Start of TEXT BLOCK

How to get there:
The best starting point is from the DNT hut Sota sæter. This hut is
often closed and there is no self serve option when this is the case.
Drive 27.5 kilometer up the Otta valley from Lom (Hwy. 15 towards Stryn).
You are then at Dønnfoss where the smaller Hwy. 486 forks left and ends
at Sota sæter. The last part of this road is a toll road with an automatic
payment system that only accepts credit cards (NOK 60 in 2023).
You will pass the DNT hut and cross a small creek to find the parking area. There
is another toll road that continues, however this is often closed and it is not
helpful for this climb in any event. The parking is roughly at N61.80877, E007.70969,
elevation about 745 meter. Route description:
You can actually see the mountain
from the trailhead. Start out along the continuation
of the toll road (crossing another gate), but then very shortly, fork left on a signed
trail to Nørdstedalseter. Follow this uphill along the creek Veslsota, then cross
(there is a bridge a bit upstream), you will arrive at a new trailfork where you go right.
This route is called Nørdstedalseter via the Fortun glacier. The route enters the
valley Tverrådalen, this valley runs north of the mountain. There is another trailfork
here, this time left in order to gain a plateau at about 1400 meter just northeast of the mountain.
Note that the summer route forks left a bit before the winter route. The skiing route ascends closer
to the creek that comes down from the three lakes located at the 1400 meter level. (see comments).
Once you reach this plateau, the east ridge and the highest summit will
begin to come into view.
Continue south on the east side of the mountain to the glacier Fortundalsbreen. Turn the steep end of
the (east) ridge coming down from the summit and ascend the glacier along its side next to the ridge.
Somewhere above the 1600 meter level, ascend right and gain the ridge, then follow this to the summit.
This ridge gets somewhat steeper at its upper part, the
easiest route in summer surely stays at
(YDS) class 2+, however, it is easy to end up in terrain where a few class 3 moves will be required.
We drove to Sota sæter after a nice dinner don in Sjæk. It was by far the
warmest day of the year with temperatures in the 23-24 degree Celcius range up in the valley.
We had decided to just sleep outside and get an early start since we needed to drive back
to Bergen in the afternoon. This trip looked rather easy and my idea was to be back around 1300,
thus making dinner in Bergen.
We slept well and woke up with a bit of frost on the sleeping bag around 0500. A quick breakfast and
we were on the trail by 0600.

End of TEXT BLOCK

Pick up the Sota sæter climbing account after its final sentence and carry it forward in the same first-person voice.

Start of ITEMS

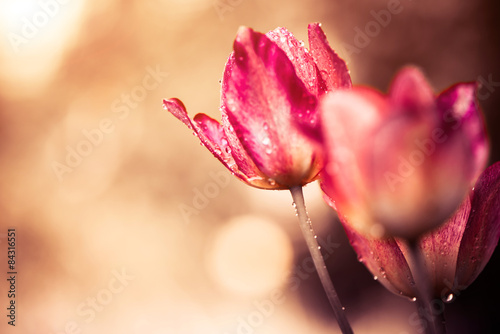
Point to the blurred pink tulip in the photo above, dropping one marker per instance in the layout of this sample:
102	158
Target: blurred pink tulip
400	164
455	253
271	82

End of ITEMS

SOLVED EXERCISE:
The transition from walking to skiing was not as clear cut as the
previous days. Soft, wet snow, but too limited for skiing.
We started skiing on some patches of snow at
about 1150 meter,
but several on/off transitions were needed.
Skiing became easier in Tverrådalen as
we followed the cairned (summer) route on quite a hard crust ascending up and out of the valley.
Higher up, we again ran into smaller areas with rocks that needed a ski carry.
The good news being that our mountain looked appreciably closer and indeed very nice.
The next section was easy and
we arrived at the Fortun glacier below the east ridge at 1000.
A bit surprising that we had spent 4 hours to here, even more surprisingly, it took us 2 more
hours to climb the peak, arriving at the cairn by 1200.
I had expected that we could ski this ridge in mid-May,
however the rocks dominated and we left the skis at the base of the ridge. What made things go slowly was the
combination of a bit slippery ski boots and lots of rocks with snow in between them. The patches of snow
that remained, were completely rotten, thus sinking in at least one meter, sometimes more. We tried to avoid
the snow at almost any cost, but this made our line of ascent move left and off the line that is used in the summer.
We ran into several short sections of (YDS) class 3 scrambling, fun but time consuming.
The return was definitely going any faster. After about 15 minutes at the summit, we returned to the skis by 1400.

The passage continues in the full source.